| DESCRIPTION OF THE TASK |
Revise the entries from the line containing "find long wavy" through the end of the entries, both ends included: rewrite those lines with "green dress" changed to "blue dress" and everything else unchanged. Output only those lines.

| DATA PROVIDED |

"""

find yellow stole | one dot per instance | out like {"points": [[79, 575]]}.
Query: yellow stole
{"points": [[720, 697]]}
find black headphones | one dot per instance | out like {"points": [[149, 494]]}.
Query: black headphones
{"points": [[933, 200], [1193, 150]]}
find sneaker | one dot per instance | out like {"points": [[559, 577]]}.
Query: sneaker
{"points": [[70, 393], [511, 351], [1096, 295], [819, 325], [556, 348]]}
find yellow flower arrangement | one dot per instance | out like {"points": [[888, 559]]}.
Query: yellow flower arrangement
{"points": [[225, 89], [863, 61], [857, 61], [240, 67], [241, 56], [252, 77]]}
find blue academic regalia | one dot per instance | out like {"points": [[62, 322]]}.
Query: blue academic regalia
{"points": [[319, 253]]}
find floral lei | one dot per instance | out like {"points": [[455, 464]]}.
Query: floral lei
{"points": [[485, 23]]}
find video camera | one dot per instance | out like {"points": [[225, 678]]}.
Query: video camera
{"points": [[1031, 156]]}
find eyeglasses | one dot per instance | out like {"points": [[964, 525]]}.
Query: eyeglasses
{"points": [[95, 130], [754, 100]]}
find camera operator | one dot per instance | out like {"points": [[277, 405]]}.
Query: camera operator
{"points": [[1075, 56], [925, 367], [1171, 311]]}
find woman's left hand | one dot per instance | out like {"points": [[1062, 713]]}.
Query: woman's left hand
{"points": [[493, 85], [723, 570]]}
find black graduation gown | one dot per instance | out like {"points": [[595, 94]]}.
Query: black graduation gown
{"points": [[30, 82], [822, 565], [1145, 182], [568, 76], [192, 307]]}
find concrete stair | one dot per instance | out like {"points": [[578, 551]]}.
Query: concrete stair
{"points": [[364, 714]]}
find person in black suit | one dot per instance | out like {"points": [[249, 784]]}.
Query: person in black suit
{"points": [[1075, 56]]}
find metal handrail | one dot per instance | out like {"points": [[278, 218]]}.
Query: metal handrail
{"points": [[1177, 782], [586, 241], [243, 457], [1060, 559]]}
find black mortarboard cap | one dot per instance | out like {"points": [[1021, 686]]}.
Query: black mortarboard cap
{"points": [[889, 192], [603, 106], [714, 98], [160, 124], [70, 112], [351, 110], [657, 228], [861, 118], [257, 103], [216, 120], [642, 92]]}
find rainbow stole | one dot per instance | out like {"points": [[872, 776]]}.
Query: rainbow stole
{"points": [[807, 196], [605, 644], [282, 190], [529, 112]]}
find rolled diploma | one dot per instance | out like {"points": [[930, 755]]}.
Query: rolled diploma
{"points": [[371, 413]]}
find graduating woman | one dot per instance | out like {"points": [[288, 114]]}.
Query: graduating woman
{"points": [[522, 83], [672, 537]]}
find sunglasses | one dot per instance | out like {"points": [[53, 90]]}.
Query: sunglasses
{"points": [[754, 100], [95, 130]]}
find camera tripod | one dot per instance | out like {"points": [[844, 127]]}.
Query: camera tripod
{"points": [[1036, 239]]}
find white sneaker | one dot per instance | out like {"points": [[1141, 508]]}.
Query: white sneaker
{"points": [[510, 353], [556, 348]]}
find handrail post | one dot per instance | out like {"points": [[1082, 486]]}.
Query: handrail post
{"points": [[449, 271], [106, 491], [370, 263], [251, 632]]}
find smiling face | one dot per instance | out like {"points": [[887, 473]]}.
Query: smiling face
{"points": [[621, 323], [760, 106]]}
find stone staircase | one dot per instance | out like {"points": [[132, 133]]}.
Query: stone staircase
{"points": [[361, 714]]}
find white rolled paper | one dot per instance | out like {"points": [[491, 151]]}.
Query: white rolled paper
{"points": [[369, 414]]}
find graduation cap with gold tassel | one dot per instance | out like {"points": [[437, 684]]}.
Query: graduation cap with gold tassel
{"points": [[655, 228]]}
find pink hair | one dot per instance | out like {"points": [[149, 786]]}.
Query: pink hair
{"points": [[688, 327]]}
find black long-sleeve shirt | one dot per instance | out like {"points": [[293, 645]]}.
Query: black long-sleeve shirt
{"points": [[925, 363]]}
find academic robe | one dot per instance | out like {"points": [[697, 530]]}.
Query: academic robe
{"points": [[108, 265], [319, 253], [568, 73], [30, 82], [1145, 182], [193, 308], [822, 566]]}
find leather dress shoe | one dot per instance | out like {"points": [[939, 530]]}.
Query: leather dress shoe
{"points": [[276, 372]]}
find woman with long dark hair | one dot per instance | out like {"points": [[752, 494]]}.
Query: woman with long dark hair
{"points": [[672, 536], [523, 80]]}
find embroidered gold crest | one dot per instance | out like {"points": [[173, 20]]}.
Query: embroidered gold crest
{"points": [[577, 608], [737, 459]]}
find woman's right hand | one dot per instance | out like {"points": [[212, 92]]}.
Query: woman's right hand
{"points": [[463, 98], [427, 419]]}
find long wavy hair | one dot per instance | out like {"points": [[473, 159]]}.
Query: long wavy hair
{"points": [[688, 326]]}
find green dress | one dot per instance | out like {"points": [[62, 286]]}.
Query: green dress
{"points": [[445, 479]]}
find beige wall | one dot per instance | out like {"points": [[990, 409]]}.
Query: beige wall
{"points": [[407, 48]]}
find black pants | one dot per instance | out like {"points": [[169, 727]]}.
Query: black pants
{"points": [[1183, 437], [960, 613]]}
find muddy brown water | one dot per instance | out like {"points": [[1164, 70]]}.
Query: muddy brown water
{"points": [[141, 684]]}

"""

| EXPECTED ANSWER |
find long wavy hair | one dot per instance | out like {"points": [[473, 159]]}.
Query: long wavy hair
{"points": [[688, 326]]}
find blue dress | one dot per instance | out like {"points": [[62, 286]]}.
Query: blue dress
{"points": [[445, 479]]}
find beige wall | one dot per instance | out like {"points": [[990, 409]]}.
Query: beige wall
{"points": [[407, 48]]}
find black pants | one dot per instance | out like {"points": [[169, 727]]}.
Query: black pants
{"points": [[1183, 437], [960, 613]]}
find muddy brown water | one dot per instance | out like {"points": [[1164, 70]]}.
Query: muddy brown water
{"points": [[141, 684]]}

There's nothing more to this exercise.